§ **Exercise details**: Render every line of the entries below as a Markdown table with two columns, Row and Line, numbering each row and omitting blank lines.

======== Entries

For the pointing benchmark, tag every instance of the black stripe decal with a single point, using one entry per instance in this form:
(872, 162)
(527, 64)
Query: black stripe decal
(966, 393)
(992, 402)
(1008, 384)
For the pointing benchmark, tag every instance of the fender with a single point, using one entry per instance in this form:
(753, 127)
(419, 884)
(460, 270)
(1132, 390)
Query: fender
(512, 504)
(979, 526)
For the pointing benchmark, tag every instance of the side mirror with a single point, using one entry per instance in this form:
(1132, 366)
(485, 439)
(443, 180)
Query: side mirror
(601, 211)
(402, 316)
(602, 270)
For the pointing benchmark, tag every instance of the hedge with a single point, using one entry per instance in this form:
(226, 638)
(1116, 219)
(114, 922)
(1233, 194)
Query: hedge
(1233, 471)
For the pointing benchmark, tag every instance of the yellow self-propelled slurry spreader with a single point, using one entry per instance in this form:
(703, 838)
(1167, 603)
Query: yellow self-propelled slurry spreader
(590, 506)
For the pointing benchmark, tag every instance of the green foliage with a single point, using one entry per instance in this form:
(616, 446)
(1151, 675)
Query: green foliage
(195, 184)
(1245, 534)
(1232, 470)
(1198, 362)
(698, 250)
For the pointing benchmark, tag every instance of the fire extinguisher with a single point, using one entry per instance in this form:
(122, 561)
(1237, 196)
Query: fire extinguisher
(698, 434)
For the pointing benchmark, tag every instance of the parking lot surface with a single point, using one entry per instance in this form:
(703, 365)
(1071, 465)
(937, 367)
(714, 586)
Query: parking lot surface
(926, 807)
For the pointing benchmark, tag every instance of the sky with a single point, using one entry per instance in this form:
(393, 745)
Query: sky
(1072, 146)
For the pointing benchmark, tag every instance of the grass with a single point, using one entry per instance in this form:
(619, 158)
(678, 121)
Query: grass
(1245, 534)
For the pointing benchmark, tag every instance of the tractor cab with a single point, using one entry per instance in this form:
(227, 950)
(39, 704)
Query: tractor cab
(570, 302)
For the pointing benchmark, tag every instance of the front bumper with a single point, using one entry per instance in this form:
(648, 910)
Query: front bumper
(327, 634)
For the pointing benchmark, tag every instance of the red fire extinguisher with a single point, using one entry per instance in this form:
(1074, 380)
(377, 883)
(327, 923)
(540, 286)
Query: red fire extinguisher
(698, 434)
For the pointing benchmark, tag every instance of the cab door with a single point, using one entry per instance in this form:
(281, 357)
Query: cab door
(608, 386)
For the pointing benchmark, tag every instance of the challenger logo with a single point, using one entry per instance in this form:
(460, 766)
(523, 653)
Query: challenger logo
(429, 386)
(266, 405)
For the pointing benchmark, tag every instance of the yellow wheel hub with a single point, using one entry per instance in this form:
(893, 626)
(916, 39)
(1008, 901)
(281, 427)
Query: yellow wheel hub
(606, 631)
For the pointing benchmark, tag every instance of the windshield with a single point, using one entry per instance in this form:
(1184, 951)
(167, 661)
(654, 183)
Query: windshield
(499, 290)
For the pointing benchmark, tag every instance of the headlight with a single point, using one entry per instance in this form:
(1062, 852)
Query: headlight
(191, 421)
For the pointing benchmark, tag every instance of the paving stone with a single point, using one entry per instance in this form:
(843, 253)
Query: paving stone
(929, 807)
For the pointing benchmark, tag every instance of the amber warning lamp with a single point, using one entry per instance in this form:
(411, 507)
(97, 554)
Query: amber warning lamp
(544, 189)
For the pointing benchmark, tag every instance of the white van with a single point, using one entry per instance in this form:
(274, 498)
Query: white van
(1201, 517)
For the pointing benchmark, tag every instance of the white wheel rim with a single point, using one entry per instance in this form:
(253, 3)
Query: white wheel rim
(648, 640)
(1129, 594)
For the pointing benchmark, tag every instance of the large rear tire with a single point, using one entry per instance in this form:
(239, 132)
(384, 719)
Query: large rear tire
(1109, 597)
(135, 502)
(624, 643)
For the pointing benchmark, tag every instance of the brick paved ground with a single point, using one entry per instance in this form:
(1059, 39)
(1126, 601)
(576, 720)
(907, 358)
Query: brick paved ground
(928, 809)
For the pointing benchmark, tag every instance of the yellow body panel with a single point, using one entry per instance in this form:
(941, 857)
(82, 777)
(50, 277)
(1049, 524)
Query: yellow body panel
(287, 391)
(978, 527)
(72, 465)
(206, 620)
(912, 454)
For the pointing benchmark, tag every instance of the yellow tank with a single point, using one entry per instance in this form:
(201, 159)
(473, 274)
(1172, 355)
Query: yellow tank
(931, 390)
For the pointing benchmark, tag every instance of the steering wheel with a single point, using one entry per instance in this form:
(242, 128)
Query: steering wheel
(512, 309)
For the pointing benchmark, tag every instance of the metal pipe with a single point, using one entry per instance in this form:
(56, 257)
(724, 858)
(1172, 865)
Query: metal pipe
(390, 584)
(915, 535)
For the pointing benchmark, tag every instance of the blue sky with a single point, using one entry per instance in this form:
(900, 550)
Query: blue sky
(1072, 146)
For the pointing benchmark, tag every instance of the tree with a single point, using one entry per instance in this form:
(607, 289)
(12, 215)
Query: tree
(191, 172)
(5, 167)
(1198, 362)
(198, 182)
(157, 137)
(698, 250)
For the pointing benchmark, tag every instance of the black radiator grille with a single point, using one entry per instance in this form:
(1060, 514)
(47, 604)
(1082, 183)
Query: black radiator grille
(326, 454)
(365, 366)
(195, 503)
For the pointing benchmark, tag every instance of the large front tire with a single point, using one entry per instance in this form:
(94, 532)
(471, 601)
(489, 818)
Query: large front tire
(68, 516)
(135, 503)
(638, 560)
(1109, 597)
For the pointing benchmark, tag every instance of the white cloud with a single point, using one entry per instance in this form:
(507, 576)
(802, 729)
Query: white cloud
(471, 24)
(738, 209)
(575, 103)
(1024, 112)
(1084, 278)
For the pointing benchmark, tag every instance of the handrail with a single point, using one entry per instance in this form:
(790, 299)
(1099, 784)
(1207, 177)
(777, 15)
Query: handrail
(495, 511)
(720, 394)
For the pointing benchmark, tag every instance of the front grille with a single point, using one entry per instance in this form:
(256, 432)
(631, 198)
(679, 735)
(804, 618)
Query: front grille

================

§ **Answer to this exercise**:
| Row | Line |
|---|---|
| 1 | For the pointing benchmark, tag every instance of the black stripe decal with a single point, using one entry per instance in this form: |
| 2 | (872, 162) |
| 3 | (527, 64) |
| 4 | Query: black stripe decal |
| 5 | (966, 393) |
| 6 | (992, 402) |
| 7 | (1008, 384) |
| 8 | For the pointing benchmark, tag every instance of the fender with a single point, using one entry per instance in this form: |
| 9 | (753, 127) |
| 10 | (419, 884) |
| 11 | (460, 270) |
| 12 | (1132, 390) |
| 13 | Query: fender |
| 14 | (512, 504) |
| 15 | (979, 526) |
| 16 | For the pointing benchmark, tag every instance of the side mirror with a single point, using one entry per instance in this form: |
| 17 | (1132, 366) |
| 18 | (485, 439) |
| 19 | (443, 180) |
| 20 | Query: side mirror |
| 21 | (601, 211) |
| 22 | (402, 316) |
| 23 | (602, 270) |
| 24 | For the pointing benchmark, tag every instance of the hedge with a single point, using one entry per instance in this form: |
| 25 | (226, 638) |
| 26 | (1116, 219) |
| 27 | (114, 922) |
| 28 | (1233, 194) |
| 29 | Query: hedge |
| 30 | (1233, 471) |
| 31 | For the pointing benchmark, tag every instance of the yellow self-propelled slurry spreader with a single point, using one entry per instance in this form: |
| 32 | (703, 838) |
| 33 | (1167, 603) |
| 34 | Query: yellow self-propelled slurry spreader |
| 35 | (590, 506) |
| 36 | For the pointing benchmark, tag every instance of the green foliage with a single point, using one entry per instance in this form: |
| 37 | (616, 446) |
| 38 | (1151, 675) |
| 39 | Query: green foliage |
| 40 | (195, 184) |
| 41 | (1245, 534) |
| 42 | (1232, 470) |
| 43 | (1198, 362) |
| 44 | (698, 250) |
| 45 | For the pointing benchmark, tag every instance of the fire extinguisher with a single point, using one entry per instance in this form: |
| 46 | (122, 561) |
| 47 | (1237, 196) |
| 48 | Query: fire extinguisher |
| 49 | (698, 434) |
| 50 | For the pointing benchmark, tag every instance of the parking lot surface with a single point, using one entry per instance in this form: |
| 51 | (703, 365) |
| 52 | (1071, 465) |
| 53 | (937, 367) |
| 54 | (714, 586) |
| 55 | Query: parking lot surface |
| 56 | (926, 807) |
| 57 | For the pointing benchmark, tag every instance of the sky with a single point, using one entry per instance in this form: |
| 58 | (393, 745) |
| 59 | Query: sky |
| 60 | (1072, 146) |
| 61 | For the pointing benchmark, tag every instance of the grass with a single point, using one entry per instance in this form: |
| 62 | (619, 158) |
| 63 | (678, 121) |
| 64 | Query: grass |
| 65 | (1245, 534) |
| 66 | For the pointing benchmark, tag every instance of the tractor cab with a single point, using one entry per instance in this form: |
| 67 | (227, 950) |
| 68 | (39, 704) |
| 69 | Query: tractor cab |
| 70 | (570, 302) |
| 71 | For the pointing benchmark, tag every instance of the front bumper with a single point, using one entry per instance in this form: |
| 72 | (648, 910) |
| 73 | Query: front bumper |
| 74 | (327, 634) |
| 75 | For the pointing benchmark, tag every instance of the red fire extinguisher with a single point, using one entry per instance in this form: |
| 76 | (1074, 380) |
| 77 | (377, 883) |
| 78 | (327, 923) |
| 79 | (540, 286) |
| 80 | Query: red fire extinguisher |
| 81 | (698, 434) |
| 82 | For the pointing benchmark, tag every instance of the cab door with a single point, using one entry per instance in this form: |
| 83 | (281, 357) |
| 84 | Query: cab door |
| 85 | (608, 386) |
| 86 | For the pointing benchmark, tag every instance of the challenger logo with a single point, using one entry per instance in this form: |
| 87 | (460, 766) |
| 88 | (523, 653) |
| 89 | Query: challenger logo |
| 90 | (429, 386) |
| 91 | (266, 405) |
| 92 | For the pointing benchmark, tag every instance of the yellow wheel hub with a single point, using one entry per instance in this form: |
| 93 | (893, 626) |
| 94 | (916, 39) |
| 95 | (1008, 901) |
| 96 | (281, 427) |
| 97 | Query: yellow wheel hub |
| 98 | (606, 631) |
| 99 | For the pointing benchmark, tag every instance of the windshield with a single point, using one entry per instance in this form: |
| 100 | (1184, 951) |
| 101 | (167, 661) |
| 102 | (654, 183) |
| 103 | Query: windshield |
| 104 | (499, 290) |
| 105 | For the pointing benchmark, tag every instance of the headlight with a single point, using one entry per instance in this form: |
| 106 | (1062, 852) |
| 107 | Query: headlight |
| 108 | (191, 421) |
| 109 | For the pointing benchmark, tag every instance of the paving stone with a single point, using one entry per instance in this form: |
| 110 | (843, 253) |
| 111 | Query: paving stone |
| 112 | (929, 807) |
| 113 | For the pointing benchmark, tag every instance of the amber warning lamp with a single point, using one entry per instance in this form: |
| 114 | (411, 507) |
| 115 | (97, 554) |
| 116 | Query: amber warning lamp |
| 117 | (544, 189) |
| 118 | For the pointing benchmark, tag every instance of the white van with a single point, using one entry per instance in this form: |
| 119 | (274, 498) |
| 120 | Query: white van |
| 121 | (1201, 517) |
| 122 | For the pointing benchmark, tag every instance of the white wheel rim with a single point, using one entry per instance in this form: |
| 123 | (253, 3) |
| 124 | Query: white wheel rim |
| 125 | (648, 640) |
| 126 | (1129, 594) |
| 127 | For the pointing benchmark, tag every instance of the large rear tire with a single point, using one entry per instance in this form: |
| 128 | (239, 132) |
| 129 | (384, 719) |
| 130 | Query: large rear tire |
| 131 | (1109, 597) |
| 132 | (135, 502) |
| 133 | (624, 643) |
| 134 | For the pointing benchmark, tag every instance of the brick paved ground with a single point, using one entry per instance in this form: |
| 135 | (1059, 39) |
| 136 | (1126, 601) |
| 137 | (576, 720) |
| 138 | (907, 358) |
| 139 | Query: brick paved ground |
| 140 | (928, 809) |
| 141 | For the pointing benchmark, tag every instance of the yellow body panel with a single point, using one entry per instance in this form: |
| 142 | (941, 857) |
| 143 | (82, 777) |
| 144 | (50, 277) |
| 145 | (1049, 524) |
| 146 | Query: yellow body panel |
| 147 | (287, 391) |
| 148 | (978, 527) |
| 149 | (72, 465) |
| 150 | (206, 620) |
| 151 | (912, 454) |
| 152 | For the pointing benchmark, tag every instance of the yellow tank with a single point, using one entry per instance in this form: |
| 153 | (201, 159) |
| 154 | (473, 274) |
| 155 | (1172, 355) |
| 156 | Query: yellow tank |
| 157 | (931, 390) |
| 158 | For the pointing benchmark, tag every instance of the steering wheel with a single point, using one entry per instance in this form: |
| 159 | (242, 128) |
| 160 | Query: steering wheel |
| 161 | (512, 309) |
| 162 | For the pointing benchmark, tag every instance of the metal pipe with a single point, using one entry per instance in this form: |
| 163 | (56, 257) |
| 164 | (724, 858) |
| 165 | (1172, 865) |
| 166 | Query: metal pipe |
| 167 | (390, 584) |
| 168 | (915, 535) |
| 169 | For the pointing benchmark, tag every instance of the blue sky with a single point, using one entry per instance in this form: |
| 170 | (900, 550) |
| 171 | Query: blue sky |
| 172 | (1072, 146) |
| 173 | For the pointing benchmark, tag every instance of the tree with a single point, using one entry per instance in this form: |
| 174 | (607, 289) |
| 175 | (12, 215) |
| 176 | Query: tree |
| 177 | (191, 172) |
| 178 | (5, 167) |
| 179 | (1198, 362) |
| 180 | (198, 182) |
| 181 | (157, 137) |
| 182 | (698, 250) |
| 183 | For the pointing benchmark, tag every instance of the black radiator grille with a single point, using one entry per instance in this form: |
| 184 | (1060, 514) |
| 185 | (47, 604) |
| 186 | (1082, 183) |
| 187 | Query: black radiator grille |
| 188 | (326, 454) |
| 189 | (365, 366) |
| 190 | (195, 503) |
| 191 | For the pointing benchmark, tag every instance of the large front tire with a single point, using one entry per instance in this form: |
| 192 | (94, 532) |
| 193 | (471, 601) |
| 194 | (489, 818) |
| 195 | Query: large front tire |
| 196 | (68, 516) |
| 197 | (135, 503) |
| 198 | (638, 560) |
| 199 | (1109, 597) |
| 200 | For the pointing benchmark, tag every instance of the white cloud with a single point, using one entry per instance in this form: |
| 201 | (507, 576) |
| 202 | (802, 729) |
| 203 | Query: white cloud |
| 204 | (471, 24) |
| 205 | (738, 209) |
| 206 | (575, 103) |
| 207 | (1024, 112) |
| 208 | (1084, 278) |
| 209 | For the pointing benchmark, tag every instance of the handrail with a single point, using one entry per instance in this form: |
| 210 | (790, 299) |
| 211 | (1099, 784) |
| 212 | (1207, 177) |
| 213 | (777, 15) |
| 214 | Query: handrail |
| 215 | (495, 511) |
| 216 | (720, 394) |
| 217 | For the pointing benchmark, tag every instance of the front grille with a single point, using one entry per instance in this form: |
| 218 | (256, 432) |
| 219 | (631, 198) |
| 220 | (679, 735) |
| 221 | (804, 618) |
| 222 | Query: front grille |